§ Instructions for the task
Give again, exactly as written, each line of the material below starting at the line that contains "Note: spot each instance of the steep" and ending at the line that contains "Note: spot each instance of the road". Both ends count, and no other line does.

§ Task input
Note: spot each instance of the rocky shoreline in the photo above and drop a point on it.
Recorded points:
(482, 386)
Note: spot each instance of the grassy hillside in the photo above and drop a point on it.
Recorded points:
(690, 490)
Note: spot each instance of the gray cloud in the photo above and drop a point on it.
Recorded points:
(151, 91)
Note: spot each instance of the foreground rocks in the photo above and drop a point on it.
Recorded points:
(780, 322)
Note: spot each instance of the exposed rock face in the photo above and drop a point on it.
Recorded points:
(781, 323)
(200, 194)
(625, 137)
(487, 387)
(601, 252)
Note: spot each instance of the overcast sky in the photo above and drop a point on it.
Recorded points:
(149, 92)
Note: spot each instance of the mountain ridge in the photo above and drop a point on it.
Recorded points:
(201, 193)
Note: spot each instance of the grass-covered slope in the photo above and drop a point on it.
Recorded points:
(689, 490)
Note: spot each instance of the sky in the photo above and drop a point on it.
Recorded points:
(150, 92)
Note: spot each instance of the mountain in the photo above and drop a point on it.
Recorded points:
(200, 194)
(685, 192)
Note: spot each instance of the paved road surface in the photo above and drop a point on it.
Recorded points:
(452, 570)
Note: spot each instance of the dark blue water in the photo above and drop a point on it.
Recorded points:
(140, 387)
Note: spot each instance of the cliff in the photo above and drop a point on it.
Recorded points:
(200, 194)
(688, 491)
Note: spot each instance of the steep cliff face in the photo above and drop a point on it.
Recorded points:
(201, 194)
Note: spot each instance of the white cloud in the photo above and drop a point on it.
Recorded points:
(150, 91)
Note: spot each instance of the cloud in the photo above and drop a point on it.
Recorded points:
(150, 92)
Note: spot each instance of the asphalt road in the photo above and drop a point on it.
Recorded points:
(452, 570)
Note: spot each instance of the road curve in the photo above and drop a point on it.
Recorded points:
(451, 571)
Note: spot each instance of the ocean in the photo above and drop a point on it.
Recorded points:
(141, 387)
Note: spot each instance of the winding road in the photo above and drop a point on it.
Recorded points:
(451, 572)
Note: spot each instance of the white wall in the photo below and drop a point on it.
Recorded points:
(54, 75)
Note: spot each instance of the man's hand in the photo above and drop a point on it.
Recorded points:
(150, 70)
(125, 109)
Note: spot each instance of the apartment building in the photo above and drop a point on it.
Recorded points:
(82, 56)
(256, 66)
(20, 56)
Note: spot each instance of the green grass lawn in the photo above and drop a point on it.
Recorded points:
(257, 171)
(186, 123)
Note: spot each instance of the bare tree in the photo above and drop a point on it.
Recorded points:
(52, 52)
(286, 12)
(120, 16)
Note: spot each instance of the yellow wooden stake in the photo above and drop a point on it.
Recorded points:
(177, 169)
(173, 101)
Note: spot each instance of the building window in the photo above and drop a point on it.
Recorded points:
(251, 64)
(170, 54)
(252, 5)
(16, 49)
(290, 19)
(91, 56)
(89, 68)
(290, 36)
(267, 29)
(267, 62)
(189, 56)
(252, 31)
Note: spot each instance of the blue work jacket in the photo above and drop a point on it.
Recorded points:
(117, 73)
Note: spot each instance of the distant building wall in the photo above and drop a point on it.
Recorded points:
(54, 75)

§ Reply to the task
Note: spot each instance of the steep cliff face in the photo above and drop a point on it.
Recorded points:
(201, 194)
Note: spot each instance of the white cloud in the photo above and drop a point on it.
Recorded points:
(150, 91)
Note: spot each instance of the cloud in the photo above and drop a point on it.
Recorded points:
(150, 92)
Note: spot each instance of the asphalt road in the photo above and drop a point on it.
Recorded points:
(452, 570)
Note: spot each instance of the road curve in the photo above and drop a point on it.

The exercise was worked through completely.